Raw records

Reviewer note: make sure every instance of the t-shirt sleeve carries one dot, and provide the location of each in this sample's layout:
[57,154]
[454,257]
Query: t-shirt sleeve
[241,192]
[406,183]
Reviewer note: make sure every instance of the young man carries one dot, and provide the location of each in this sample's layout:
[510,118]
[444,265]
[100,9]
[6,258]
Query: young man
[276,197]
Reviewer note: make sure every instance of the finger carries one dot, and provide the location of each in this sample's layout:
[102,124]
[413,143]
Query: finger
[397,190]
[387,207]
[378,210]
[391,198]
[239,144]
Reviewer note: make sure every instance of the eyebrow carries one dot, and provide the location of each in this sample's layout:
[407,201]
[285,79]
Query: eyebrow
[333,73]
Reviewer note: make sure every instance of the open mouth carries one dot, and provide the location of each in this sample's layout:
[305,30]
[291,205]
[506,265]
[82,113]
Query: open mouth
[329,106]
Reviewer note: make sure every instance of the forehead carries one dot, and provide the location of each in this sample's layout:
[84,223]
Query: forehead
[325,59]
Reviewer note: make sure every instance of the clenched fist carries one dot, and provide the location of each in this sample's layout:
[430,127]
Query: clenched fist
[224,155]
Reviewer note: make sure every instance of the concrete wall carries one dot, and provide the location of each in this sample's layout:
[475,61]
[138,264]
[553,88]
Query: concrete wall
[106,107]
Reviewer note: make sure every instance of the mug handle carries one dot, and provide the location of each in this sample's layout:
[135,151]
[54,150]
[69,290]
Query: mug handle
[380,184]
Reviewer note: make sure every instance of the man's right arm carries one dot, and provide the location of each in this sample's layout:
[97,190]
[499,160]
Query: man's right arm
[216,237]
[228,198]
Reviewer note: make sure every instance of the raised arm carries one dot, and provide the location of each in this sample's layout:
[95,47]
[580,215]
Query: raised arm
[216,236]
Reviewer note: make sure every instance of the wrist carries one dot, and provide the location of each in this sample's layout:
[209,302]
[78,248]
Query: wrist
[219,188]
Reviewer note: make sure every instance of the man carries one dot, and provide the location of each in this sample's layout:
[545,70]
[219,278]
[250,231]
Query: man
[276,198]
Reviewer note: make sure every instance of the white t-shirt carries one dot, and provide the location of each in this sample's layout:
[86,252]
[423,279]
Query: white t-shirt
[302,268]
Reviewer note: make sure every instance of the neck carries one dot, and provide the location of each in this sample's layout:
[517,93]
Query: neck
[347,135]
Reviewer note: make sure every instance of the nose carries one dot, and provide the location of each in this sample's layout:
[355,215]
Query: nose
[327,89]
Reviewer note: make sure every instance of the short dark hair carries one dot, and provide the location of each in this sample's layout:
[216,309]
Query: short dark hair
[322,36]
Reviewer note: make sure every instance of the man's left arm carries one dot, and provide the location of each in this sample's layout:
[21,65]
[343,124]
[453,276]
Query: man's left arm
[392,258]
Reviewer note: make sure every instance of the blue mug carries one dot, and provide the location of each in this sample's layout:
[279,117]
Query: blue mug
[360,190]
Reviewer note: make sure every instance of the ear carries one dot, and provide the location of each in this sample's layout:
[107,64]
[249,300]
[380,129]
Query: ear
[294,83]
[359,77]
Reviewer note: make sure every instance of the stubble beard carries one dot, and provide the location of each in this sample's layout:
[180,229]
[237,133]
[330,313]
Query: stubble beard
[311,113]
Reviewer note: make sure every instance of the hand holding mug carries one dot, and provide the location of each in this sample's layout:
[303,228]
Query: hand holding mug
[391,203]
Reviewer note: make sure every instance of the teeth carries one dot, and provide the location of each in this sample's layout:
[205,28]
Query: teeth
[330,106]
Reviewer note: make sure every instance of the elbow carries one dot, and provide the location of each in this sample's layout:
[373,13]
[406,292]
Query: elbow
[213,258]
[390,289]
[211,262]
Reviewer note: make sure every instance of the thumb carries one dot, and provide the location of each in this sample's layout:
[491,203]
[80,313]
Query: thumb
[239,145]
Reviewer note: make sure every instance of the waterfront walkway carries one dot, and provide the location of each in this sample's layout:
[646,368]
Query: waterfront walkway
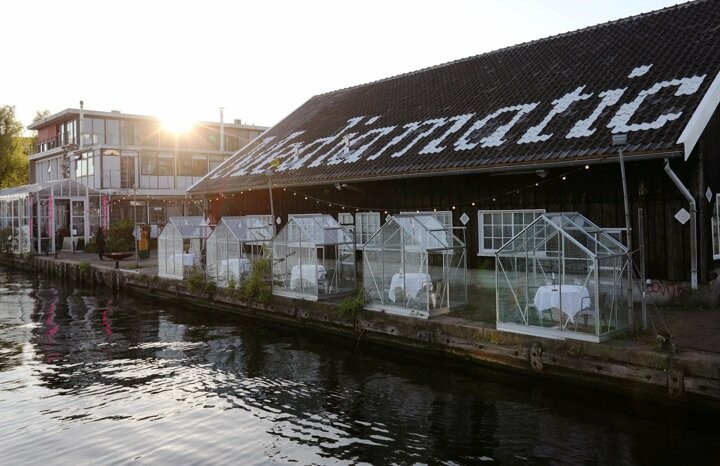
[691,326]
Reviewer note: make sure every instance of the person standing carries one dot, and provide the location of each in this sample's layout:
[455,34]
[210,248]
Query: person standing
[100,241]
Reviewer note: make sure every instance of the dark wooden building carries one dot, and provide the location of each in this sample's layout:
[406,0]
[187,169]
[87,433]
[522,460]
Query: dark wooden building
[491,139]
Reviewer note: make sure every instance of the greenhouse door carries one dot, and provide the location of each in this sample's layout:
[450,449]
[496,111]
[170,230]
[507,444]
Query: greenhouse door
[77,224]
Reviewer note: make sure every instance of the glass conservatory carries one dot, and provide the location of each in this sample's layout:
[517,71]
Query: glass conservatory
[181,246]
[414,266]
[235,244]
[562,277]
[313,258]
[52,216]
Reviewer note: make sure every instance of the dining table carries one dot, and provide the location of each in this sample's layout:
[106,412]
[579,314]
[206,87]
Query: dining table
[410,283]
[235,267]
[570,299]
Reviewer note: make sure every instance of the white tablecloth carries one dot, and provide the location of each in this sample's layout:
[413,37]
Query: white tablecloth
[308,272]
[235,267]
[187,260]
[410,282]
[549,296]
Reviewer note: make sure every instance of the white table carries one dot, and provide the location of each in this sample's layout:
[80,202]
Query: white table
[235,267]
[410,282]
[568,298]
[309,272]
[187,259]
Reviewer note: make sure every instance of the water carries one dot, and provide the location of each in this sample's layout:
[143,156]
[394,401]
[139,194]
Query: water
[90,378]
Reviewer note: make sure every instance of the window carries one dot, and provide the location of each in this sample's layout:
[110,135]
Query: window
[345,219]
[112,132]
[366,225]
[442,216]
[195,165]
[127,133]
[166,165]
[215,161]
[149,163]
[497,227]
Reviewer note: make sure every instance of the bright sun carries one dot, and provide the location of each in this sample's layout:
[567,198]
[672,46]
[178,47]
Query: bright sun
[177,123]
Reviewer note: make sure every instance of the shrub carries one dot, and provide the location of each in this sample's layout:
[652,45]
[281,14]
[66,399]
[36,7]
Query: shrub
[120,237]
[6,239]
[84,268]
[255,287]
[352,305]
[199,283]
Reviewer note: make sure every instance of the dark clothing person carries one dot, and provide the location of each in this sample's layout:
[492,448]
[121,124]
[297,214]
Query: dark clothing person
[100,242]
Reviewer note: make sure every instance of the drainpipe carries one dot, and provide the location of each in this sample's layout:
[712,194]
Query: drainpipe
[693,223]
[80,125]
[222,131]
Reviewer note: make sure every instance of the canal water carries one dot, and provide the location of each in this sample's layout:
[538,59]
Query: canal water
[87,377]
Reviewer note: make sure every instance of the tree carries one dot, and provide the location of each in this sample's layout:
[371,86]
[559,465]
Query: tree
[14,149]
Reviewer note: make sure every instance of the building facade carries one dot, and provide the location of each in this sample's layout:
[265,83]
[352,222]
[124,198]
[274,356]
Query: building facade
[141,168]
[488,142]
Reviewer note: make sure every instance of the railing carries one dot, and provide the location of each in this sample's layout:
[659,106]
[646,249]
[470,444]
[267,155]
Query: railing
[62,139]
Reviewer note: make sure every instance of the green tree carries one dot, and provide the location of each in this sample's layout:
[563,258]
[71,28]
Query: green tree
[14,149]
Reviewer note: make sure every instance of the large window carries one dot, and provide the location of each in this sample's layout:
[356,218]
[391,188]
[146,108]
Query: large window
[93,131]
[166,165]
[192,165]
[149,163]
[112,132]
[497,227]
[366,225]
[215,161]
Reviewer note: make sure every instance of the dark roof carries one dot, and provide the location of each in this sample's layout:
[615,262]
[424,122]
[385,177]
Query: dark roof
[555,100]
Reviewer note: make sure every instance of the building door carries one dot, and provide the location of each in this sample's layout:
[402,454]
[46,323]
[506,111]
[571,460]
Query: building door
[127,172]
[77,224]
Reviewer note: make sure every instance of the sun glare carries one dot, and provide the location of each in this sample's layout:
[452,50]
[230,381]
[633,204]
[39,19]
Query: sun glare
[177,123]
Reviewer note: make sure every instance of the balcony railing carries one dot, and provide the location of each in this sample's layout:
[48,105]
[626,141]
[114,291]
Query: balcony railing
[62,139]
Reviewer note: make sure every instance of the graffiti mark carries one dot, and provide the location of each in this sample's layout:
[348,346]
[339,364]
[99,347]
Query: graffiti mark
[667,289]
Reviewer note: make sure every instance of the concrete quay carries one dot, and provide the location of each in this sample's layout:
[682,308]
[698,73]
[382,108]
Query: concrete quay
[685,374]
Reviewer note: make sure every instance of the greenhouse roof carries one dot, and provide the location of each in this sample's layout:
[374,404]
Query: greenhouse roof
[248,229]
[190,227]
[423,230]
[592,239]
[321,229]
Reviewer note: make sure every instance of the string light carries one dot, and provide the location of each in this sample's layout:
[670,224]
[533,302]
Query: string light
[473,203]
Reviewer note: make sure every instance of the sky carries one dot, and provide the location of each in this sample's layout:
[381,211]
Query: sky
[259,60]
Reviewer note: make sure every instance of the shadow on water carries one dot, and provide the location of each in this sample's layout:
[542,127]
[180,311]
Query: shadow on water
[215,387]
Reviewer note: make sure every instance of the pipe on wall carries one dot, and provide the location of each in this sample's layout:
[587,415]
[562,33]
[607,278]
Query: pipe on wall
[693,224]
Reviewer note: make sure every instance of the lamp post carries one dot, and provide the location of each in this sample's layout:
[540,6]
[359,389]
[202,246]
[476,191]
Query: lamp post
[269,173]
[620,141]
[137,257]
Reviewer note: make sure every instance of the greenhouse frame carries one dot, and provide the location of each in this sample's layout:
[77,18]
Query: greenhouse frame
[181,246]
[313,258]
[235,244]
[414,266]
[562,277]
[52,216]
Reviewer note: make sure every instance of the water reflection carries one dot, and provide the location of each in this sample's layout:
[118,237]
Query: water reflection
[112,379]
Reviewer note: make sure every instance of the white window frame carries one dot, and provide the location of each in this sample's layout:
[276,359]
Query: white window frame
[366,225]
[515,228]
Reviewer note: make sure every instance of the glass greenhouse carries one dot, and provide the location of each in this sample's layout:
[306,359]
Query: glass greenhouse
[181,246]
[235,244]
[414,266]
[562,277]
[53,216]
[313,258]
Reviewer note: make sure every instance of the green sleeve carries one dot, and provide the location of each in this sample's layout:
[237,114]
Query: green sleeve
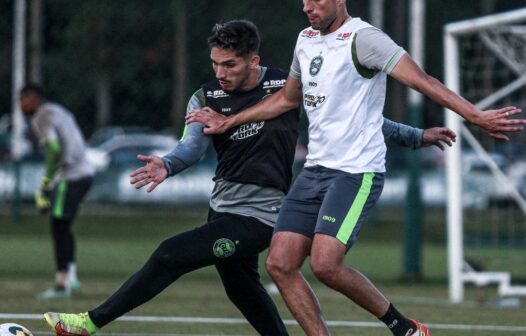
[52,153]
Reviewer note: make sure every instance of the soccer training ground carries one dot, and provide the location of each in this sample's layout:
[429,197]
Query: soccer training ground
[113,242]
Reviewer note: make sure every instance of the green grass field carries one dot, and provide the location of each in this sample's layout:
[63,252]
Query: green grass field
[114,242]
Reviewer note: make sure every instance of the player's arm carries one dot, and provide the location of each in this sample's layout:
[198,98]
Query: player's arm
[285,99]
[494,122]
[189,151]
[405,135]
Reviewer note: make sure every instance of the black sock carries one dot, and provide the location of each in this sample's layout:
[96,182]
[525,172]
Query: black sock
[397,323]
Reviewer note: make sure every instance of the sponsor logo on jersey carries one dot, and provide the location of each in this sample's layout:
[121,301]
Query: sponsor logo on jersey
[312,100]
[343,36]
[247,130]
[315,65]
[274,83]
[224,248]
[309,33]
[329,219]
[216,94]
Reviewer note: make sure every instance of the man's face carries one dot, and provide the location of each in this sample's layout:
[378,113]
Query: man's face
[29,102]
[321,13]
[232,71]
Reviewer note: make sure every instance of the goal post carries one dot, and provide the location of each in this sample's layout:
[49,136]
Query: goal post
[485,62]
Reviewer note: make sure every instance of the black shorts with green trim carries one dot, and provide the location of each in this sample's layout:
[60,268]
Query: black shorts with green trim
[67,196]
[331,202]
---
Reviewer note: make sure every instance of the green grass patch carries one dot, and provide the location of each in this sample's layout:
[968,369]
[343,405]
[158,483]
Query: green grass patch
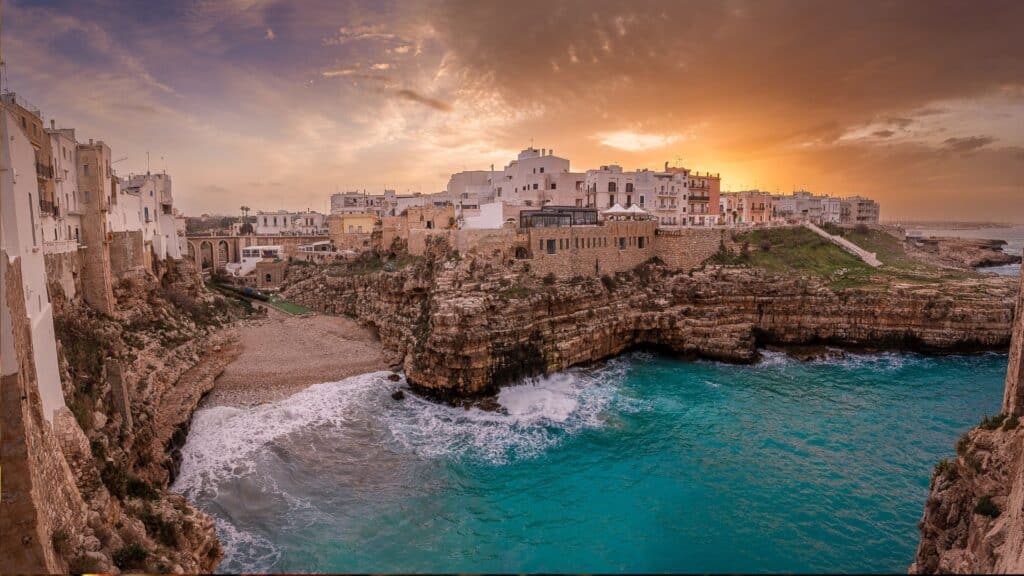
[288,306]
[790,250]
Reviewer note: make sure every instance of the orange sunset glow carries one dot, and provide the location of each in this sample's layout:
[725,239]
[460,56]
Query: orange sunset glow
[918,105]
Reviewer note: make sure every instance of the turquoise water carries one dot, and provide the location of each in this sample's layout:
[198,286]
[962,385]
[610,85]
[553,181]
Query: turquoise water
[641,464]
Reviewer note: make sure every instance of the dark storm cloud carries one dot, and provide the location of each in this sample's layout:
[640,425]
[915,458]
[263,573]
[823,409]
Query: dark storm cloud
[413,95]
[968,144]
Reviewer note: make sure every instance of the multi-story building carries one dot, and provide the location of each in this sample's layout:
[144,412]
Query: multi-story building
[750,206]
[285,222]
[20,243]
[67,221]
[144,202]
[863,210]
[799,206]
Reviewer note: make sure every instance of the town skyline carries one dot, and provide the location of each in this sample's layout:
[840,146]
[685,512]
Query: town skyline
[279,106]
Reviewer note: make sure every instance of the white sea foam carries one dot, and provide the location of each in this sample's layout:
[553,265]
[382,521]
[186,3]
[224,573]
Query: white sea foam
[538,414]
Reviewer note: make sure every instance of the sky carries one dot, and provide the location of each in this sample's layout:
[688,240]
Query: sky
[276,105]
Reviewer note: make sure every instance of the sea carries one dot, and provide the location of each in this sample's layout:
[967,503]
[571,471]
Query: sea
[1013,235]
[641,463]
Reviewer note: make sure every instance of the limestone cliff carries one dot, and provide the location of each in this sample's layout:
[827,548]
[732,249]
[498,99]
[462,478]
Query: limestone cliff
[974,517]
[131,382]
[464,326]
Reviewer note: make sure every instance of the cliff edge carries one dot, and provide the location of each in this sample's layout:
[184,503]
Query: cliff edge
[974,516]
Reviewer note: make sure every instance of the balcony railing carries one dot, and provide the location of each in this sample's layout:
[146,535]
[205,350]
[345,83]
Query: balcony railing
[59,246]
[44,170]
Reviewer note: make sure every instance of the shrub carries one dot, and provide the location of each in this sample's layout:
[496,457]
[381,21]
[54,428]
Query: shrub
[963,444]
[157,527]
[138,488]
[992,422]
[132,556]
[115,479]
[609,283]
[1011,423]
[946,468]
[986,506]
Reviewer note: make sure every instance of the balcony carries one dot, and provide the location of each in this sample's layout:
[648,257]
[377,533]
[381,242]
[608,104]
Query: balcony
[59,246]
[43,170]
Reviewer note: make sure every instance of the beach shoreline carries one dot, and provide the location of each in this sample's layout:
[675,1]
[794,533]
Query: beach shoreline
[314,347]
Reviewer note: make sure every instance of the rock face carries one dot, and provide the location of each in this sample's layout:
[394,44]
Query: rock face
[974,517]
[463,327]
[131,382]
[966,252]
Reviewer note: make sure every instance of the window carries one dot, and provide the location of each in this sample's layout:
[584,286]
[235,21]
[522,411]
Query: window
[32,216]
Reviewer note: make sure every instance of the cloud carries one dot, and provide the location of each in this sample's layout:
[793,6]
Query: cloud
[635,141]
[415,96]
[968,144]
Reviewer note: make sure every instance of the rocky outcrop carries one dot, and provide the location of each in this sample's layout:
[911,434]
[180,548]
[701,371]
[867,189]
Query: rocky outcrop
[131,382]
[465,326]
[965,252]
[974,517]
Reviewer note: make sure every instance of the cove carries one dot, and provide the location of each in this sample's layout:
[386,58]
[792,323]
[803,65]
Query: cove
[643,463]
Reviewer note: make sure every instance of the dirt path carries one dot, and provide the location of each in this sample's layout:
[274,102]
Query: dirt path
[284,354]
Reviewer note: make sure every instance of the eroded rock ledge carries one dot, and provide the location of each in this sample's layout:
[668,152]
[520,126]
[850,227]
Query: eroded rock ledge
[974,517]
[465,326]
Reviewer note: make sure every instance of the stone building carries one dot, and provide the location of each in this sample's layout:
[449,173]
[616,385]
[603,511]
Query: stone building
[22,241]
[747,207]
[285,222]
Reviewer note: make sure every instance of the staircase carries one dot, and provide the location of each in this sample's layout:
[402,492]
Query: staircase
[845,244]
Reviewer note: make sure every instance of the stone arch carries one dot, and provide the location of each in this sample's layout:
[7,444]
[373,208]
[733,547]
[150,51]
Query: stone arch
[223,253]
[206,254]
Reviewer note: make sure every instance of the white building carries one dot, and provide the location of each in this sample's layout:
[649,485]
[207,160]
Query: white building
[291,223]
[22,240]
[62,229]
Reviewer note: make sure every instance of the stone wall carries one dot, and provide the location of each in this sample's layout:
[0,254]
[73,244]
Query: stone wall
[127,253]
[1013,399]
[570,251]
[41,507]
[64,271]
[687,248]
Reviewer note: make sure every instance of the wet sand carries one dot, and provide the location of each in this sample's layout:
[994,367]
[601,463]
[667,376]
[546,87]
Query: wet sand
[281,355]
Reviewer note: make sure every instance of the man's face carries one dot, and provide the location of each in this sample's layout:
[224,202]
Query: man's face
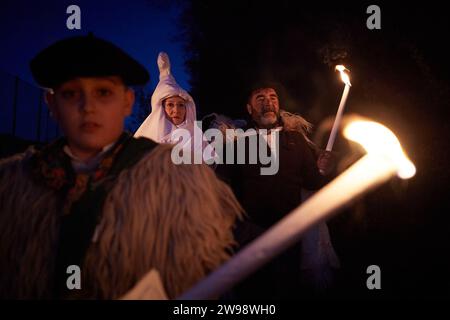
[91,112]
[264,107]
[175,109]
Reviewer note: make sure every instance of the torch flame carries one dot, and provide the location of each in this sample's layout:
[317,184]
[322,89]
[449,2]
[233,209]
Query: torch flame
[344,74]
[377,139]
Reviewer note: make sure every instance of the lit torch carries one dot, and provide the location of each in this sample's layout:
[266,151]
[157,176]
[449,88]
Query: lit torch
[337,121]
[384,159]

● PROBLEM DESCRIPTION
From the listing above, pick out every line that contains the word "ledge" and copy each one.

● SOLUTION TO THIS EXERCISE
Reviewer note: make sure every instance of the eroded rock ledge carries one dot, and provide the location of each in this sample's layout:
Query: eroded rock ledge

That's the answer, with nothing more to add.